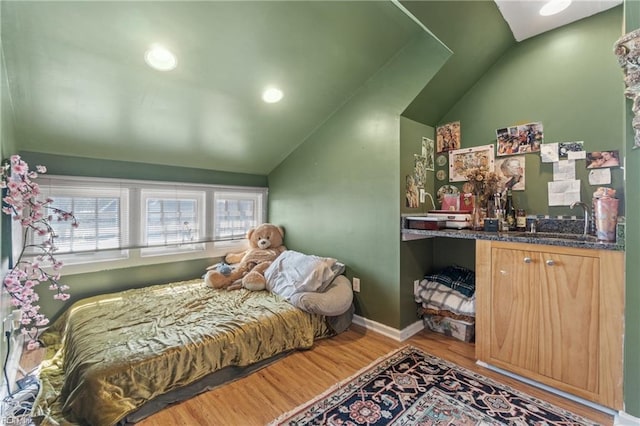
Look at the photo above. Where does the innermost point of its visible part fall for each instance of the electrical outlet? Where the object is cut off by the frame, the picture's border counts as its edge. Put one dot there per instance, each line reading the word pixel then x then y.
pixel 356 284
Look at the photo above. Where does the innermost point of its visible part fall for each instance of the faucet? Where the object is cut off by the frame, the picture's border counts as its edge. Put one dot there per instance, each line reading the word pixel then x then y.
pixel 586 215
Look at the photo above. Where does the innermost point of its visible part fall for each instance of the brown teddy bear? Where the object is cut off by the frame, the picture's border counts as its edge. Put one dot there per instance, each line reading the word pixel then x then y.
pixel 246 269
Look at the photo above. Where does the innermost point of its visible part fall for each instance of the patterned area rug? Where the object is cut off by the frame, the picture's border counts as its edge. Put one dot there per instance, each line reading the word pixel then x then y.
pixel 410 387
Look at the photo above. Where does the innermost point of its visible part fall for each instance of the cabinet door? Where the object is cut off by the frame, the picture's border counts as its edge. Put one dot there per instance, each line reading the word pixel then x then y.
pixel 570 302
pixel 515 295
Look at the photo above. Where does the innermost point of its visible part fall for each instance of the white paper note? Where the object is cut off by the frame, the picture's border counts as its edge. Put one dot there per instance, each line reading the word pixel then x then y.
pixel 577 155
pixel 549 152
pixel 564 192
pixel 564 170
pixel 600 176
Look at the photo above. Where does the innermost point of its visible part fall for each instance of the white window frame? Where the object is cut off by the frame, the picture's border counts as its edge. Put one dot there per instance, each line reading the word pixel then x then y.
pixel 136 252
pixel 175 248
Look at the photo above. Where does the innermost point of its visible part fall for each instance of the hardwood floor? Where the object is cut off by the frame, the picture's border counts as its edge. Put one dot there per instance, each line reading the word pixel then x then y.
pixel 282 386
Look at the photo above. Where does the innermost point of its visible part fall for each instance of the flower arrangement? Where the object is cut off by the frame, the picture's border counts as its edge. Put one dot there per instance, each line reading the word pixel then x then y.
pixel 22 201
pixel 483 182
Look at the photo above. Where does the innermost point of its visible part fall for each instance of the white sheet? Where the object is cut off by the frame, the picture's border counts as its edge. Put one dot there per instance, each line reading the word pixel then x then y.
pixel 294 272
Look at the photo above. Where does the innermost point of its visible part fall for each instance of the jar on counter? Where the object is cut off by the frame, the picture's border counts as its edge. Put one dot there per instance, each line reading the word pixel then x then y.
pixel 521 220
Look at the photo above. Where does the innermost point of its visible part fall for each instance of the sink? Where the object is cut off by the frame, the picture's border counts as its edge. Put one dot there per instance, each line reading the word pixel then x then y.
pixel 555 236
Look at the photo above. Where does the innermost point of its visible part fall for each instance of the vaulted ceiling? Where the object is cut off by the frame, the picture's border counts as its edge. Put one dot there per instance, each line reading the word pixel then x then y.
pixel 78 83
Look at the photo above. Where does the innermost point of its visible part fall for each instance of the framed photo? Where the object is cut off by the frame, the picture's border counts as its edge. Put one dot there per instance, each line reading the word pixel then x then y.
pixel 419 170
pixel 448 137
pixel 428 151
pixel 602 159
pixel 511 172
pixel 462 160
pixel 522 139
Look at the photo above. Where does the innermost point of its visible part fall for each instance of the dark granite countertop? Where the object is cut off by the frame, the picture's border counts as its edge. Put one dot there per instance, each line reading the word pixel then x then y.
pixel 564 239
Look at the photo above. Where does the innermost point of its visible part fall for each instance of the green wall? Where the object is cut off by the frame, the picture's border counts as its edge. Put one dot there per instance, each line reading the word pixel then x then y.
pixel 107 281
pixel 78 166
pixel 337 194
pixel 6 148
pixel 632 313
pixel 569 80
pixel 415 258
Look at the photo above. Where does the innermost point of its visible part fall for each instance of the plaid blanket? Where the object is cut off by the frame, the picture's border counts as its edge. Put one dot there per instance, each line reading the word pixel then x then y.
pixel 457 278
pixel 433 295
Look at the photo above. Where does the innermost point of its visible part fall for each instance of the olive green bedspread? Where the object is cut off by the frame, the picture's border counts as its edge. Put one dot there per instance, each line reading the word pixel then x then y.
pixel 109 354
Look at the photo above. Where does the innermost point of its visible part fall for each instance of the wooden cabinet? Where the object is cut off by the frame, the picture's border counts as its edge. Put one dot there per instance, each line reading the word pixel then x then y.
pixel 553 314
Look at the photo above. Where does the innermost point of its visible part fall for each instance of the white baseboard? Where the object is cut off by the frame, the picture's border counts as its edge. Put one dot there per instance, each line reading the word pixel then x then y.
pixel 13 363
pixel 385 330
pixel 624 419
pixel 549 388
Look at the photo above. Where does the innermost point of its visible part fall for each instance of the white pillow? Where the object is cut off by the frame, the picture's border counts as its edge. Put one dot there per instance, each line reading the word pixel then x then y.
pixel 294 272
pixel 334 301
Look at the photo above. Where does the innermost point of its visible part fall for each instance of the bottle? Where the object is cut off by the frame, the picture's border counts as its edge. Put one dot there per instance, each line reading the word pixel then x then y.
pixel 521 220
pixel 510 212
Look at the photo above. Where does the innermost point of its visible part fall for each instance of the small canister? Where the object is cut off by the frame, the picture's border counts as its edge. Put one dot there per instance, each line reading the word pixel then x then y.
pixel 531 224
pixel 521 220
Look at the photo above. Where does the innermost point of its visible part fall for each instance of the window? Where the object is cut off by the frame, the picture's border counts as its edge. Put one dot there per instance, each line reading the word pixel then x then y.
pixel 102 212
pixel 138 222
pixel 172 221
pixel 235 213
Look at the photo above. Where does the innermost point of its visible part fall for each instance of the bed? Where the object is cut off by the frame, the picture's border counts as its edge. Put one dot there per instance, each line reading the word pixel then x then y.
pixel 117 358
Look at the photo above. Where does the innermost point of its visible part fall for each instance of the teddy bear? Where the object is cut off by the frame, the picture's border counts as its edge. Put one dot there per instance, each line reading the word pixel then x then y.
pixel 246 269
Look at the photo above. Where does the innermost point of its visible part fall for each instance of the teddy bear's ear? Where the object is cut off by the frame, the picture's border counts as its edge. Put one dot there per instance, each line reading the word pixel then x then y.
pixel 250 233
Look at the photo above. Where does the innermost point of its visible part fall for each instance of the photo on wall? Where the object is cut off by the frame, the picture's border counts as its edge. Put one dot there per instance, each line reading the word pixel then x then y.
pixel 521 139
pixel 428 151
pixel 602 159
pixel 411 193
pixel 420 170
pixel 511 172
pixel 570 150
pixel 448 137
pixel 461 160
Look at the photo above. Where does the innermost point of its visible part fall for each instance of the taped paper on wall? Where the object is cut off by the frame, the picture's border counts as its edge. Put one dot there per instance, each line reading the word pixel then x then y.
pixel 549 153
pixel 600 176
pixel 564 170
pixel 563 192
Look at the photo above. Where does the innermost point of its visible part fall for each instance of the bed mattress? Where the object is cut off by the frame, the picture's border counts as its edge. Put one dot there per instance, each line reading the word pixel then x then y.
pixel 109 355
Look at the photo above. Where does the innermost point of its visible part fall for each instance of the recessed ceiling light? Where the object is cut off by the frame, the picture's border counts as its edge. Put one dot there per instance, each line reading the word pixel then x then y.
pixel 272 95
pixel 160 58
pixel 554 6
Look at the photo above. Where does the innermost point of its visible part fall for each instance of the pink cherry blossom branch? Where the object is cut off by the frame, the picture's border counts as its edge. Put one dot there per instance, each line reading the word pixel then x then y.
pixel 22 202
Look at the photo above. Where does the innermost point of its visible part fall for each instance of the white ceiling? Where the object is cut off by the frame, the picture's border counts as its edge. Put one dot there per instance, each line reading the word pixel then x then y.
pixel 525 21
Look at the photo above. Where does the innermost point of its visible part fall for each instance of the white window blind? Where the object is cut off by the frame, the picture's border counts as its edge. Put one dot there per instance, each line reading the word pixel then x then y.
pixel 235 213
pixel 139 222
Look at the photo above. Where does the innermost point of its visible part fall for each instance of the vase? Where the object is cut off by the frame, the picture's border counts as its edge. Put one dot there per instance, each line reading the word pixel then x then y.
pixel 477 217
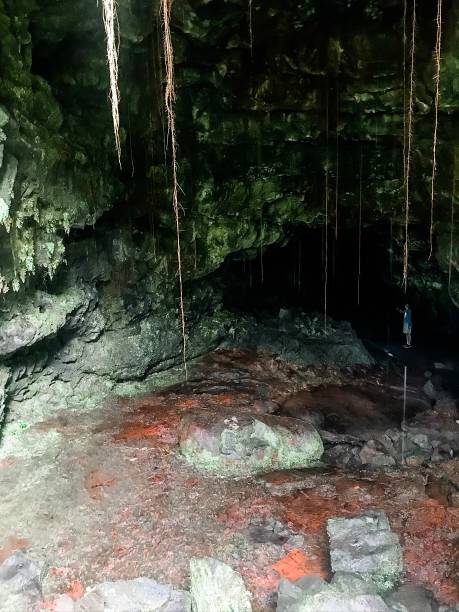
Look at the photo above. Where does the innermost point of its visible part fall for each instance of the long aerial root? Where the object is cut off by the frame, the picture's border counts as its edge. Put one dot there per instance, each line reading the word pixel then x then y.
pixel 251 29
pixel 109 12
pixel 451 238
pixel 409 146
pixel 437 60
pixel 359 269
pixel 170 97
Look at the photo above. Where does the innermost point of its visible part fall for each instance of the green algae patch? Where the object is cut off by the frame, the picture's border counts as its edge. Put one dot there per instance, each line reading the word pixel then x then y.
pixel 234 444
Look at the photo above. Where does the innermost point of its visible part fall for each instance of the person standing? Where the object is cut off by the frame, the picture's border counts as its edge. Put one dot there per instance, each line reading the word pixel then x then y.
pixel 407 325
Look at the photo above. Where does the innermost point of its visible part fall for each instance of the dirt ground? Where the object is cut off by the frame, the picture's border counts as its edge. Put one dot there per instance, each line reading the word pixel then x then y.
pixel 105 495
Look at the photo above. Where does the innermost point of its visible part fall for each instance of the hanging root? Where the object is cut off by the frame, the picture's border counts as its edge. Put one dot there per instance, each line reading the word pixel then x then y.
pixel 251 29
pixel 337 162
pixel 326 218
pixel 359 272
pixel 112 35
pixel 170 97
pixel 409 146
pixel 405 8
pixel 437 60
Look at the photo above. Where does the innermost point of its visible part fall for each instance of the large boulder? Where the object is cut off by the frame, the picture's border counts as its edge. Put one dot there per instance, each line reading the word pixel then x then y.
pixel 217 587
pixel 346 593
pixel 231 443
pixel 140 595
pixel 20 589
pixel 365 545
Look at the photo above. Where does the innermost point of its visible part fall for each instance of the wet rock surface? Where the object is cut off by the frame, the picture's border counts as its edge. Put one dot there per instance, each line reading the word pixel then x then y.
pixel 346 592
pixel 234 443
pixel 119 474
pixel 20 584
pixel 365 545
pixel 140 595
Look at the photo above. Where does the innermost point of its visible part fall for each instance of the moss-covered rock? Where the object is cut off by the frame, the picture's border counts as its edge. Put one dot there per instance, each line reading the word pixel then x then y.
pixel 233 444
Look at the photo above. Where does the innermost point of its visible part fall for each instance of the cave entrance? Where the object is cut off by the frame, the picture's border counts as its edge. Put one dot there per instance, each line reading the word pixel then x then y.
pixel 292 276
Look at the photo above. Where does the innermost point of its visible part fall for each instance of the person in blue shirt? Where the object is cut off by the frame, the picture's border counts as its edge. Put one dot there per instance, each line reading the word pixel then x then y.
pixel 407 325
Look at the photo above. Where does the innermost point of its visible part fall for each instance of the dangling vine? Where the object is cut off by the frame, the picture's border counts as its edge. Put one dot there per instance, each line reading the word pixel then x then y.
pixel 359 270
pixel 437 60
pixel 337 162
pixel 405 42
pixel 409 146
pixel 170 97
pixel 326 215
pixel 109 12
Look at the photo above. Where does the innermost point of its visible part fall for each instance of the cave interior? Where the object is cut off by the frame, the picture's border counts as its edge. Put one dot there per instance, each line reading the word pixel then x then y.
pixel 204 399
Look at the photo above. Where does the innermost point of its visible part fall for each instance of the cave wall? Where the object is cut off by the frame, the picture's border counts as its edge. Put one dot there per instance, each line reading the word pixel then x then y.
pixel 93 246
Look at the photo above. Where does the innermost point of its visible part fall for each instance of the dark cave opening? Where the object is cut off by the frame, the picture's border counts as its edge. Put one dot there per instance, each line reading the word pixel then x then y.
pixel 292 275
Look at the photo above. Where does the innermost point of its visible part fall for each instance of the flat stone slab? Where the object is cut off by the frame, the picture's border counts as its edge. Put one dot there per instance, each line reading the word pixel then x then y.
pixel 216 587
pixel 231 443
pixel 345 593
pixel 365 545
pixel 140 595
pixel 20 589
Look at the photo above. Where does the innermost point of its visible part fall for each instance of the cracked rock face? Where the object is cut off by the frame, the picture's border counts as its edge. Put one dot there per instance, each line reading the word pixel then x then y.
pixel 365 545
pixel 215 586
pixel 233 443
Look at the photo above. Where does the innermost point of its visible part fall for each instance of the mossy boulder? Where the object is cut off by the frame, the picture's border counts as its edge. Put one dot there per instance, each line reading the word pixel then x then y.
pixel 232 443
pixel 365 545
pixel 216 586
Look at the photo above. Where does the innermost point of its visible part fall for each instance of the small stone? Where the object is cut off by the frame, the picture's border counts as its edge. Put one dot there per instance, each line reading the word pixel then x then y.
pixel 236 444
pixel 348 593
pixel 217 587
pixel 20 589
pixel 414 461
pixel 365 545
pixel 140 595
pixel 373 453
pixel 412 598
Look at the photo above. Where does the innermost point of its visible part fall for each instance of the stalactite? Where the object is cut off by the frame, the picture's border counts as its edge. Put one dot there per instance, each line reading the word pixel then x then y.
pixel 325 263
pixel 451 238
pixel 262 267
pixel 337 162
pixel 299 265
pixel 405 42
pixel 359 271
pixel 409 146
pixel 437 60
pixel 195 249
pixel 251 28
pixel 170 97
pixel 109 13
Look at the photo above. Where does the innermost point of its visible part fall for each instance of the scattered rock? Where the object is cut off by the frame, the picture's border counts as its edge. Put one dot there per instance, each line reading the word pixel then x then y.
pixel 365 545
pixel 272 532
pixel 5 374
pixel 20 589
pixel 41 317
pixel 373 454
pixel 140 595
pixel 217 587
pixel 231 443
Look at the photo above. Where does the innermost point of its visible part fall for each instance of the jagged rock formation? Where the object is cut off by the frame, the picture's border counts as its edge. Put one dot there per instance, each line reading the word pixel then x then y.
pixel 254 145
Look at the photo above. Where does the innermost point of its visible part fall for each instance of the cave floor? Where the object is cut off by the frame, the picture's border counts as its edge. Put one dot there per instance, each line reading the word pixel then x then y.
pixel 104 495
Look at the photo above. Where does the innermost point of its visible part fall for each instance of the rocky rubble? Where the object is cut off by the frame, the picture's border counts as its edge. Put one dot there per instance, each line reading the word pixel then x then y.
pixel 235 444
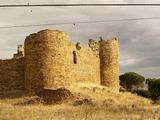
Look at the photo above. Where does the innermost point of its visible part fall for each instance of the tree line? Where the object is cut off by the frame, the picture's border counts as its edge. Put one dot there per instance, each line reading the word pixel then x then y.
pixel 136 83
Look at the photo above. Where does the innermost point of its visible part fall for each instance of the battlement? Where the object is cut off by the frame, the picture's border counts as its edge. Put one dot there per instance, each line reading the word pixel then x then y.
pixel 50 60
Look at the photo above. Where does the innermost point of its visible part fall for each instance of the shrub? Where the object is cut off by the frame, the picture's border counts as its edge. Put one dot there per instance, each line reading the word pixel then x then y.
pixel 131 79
..........
DIRECTION => Transcribe the entries verbatim from their beginning through the line containing "pixel 356 284", both ends included, omitting the pictures.

SOLUTION TO THE EXERCISE =>
Look at the photo above. Where does the innermost point of its visible part fall for each instance of the electrical outlet? Where the object is cut off by the frame, the picture's border counts as its edge. Put one dot there per instance, each line reading the word pixel then x then y.
pixel 356 284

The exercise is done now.